Dataset records:
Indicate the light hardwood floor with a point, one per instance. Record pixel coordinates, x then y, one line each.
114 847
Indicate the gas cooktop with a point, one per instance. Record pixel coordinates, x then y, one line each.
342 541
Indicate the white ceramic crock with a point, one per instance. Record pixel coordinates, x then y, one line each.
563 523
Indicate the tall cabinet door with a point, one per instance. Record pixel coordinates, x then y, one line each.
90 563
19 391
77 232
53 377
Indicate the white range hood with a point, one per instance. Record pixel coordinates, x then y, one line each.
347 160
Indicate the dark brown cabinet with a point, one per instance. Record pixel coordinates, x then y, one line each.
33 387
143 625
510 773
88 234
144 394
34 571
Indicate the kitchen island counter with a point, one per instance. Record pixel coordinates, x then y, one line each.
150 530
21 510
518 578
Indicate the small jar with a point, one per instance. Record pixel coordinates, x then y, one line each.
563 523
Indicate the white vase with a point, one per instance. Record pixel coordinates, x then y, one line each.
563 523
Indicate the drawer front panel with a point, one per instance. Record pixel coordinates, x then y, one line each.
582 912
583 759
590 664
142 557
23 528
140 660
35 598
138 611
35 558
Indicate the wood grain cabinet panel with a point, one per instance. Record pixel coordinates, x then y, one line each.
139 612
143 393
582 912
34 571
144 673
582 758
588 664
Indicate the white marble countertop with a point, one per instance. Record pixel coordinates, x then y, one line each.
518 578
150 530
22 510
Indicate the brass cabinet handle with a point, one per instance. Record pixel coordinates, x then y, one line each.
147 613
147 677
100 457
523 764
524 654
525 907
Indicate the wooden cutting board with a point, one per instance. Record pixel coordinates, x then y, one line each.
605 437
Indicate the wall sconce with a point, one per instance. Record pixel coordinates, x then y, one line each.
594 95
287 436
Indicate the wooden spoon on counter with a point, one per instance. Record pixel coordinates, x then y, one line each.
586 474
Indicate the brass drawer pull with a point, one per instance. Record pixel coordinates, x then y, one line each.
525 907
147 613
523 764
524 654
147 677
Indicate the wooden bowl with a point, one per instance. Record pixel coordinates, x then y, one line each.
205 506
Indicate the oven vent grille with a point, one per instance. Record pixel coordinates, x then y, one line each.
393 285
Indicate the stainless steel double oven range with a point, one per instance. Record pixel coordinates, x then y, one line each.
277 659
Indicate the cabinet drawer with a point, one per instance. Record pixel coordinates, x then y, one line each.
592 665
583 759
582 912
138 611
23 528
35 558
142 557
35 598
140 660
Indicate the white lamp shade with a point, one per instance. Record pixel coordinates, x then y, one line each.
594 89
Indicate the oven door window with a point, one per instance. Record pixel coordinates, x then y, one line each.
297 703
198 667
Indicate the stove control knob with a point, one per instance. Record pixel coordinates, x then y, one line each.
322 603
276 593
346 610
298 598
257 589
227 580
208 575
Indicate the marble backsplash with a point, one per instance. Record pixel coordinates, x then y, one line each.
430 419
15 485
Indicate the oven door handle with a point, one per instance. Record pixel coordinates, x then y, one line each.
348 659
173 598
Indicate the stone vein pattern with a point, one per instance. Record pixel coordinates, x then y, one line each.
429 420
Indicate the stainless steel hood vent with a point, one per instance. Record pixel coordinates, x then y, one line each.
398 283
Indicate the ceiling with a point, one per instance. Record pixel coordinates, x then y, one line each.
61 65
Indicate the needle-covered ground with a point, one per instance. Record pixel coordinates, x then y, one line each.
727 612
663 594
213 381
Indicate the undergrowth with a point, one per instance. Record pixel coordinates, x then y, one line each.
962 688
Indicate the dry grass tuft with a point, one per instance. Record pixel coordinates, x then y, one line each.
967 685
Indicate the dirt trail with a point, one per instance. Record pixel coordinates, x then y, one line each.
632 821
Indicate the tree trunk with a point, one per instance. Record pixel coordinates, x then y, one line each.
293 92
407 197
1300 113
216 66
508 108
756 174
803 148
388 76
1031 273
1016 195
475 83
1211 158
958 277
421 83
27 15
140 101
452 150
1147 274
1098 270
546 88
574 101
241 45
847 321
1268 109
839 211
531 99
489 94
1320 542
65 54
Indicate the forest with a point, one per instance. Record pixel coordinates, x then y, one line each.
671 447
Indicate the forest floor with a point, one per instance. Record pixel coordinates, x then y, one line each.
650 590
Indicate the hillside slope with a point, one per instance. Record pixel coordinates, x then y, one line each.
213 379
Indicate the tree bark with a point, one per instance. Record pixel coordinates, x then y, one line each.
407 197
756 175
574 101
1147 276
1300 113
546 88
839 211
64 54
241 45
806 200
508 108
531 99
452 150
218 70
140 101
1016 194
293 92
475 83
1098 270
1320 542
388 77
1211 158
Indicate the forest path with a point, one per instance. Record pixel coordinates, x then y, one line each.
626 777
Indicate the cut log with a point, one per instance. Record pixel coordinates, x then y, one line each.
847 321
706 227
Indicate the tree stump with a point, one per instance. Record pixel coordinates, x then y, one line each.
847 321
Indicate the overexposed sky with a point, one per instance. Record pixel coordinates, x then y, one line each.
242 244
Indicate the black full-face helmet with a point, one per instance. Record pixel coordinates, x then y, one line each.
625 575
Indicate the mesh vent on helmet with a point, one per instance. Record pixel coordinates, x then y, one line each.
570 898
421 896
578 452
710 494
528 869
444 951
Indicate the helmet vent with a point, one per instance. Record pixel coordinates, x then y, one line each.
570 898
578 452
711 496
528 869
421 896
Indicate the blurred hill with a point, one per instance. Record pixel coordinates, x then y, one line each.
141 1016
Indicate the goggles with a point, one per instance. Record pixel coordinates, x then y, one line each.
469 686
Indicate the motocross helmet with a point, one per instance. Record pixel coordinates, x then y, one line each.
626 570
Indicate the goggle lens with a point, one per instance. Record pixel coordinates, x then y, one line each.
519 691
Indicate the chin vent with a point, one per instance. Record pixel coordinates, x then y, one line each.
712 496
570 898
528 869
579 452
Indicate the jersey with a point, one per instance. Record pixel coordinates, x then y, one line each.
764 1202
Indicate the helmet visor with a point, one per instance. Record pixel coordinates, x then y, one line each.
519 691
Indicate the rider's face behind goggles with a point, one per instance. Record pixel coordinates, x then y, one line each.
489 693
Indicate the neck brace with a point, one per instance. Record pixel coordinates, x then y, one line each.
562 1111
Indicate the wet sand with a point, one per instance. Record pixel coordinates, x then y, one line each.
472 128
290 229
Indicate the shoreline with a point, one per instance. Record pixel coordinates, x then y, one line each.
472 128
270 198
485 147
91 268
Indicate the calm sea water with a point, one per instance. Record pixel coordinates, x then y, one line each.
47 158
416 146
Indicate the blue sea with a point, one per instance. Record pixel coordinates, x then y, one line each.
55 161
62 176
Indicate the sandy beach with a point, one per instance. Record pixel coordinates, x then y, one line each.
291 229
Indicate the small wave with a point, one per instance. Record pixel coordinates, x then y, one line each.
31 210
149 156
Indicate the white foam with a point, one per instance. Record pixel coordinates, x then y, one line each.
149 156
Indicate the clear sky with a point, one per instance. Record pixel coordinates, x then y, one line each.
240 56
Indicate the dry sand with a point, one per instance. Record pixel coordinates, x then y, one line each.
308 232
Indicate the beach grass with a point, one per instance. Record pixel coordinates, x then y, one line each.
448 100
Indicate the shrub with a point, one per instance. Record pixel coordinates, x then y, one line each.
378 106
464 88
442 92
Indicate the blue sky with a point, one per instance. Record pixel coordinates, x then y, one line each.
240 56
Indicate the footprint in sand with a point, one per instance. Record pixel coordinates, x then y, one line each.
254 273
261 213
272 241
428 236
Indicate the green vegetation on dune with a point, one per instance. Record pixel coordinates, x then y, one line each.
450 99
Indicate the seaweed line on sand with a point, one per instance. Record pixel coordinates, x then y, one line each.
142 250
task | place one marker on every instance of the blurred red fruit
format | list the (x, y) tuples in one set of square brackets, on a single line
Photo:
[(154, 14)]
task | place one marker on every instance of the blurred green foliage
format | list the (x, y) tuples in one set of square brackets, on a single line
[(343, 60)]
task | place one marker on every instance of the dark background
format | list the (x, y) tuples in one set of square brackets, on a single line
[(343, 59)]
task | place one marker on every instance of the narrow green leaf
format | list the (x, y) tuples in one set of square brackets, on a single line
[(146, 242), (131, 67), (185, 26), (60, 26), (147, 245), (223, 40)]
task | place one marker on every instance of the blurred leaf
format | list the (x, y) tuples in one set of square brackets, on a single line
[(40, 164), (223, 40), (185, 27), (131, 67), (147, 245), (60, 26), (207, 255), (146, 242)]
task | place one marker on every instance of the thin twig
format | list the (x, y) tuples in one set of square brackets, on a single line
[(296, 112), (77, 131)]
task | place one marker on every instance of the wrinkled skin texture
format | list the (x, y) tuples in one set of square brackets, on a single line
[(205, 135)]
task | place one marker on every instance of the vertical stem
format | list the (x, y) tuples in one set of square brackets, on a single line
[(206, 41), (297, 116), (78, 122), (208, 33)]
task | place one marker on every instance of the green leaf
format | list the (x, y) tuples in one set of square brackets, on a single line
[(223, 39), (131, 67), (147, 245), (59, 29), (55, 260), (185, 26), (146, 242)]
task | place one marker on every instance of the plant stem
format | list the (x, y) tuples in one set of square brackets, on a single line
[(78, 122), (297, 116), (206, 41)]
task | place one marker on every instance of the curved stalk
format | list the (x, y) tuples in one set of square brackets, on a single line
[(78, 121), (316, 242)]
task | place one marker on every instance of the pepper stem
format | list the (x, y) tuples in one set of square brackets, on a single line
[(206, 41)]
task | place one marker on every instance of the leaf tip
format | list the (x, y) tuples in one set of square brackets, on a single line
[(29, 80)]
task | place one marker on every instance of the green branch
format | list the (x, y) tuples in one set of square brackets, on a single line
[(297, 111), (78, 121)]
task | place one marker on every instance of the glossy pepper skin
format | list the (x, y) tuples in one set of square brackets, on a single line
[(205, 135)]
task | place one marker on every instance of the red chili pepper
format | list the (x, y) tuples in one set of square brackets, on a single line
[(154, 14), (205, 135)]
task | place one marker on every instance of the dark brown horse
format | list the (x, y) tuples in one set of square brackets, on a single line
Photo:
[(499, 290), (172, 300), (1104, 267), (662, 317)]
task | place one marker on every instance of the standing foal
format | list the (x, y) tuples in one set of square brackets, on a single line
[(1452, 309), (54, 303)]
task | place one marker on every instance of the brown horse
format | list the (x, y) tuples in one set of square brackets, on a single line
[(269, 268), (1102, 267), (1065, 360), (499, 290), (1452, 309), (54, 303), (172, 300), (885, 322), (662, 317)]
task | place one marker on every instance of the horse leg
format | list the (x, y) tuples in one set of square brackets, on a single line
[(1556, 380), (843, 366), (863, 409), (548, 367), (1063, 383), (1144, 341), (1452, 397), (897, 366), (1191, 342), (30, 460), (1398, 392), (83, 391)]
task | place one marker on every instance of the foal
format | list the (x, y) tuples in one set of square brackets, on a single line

EXERCISE DESCRIPTION: Write out exactly the lines of the entries above that run from the line containing "dark brown horse" through the last line, including both.

ANSWER BELOW:
task | place one marker on every instance of the dark brown horse
format | list the (x, y) tuples in one set of square brackets, on a single line
Photo:
[(499, 290), (172, 300), (1104, 267), (662, 317)]
task | place one marker on every instance of the standing foal
format | list the (x, y) tuples in one set of square brackets, on a single line
[(1452, 309), (54, 303)]
task | place one marker on every instance of the brown horse
format | list the (x, y) tuples in one set of square brackets, on a single line
[(269, 268), (1102, 267), (1065, 360), (499, 290), (1452, 309), (54, 303), (172, 300), (885, 322), (662, 317)]
task | place one marker on every instance of the horse leg
format | list the (x, y) tuples in one set of square brackets, on a single line
[(1556, 380), (843, 366), (863, 409), (548, 367), (1063, 383), (1144, 341), (1452, 397), (897, 366), (1191, 342), (30, 460), (1398, 392), (83, 391)]
task | place one marker on every instance of the foal
format | list the (x, y) tuples in one set of square brackets, on a single line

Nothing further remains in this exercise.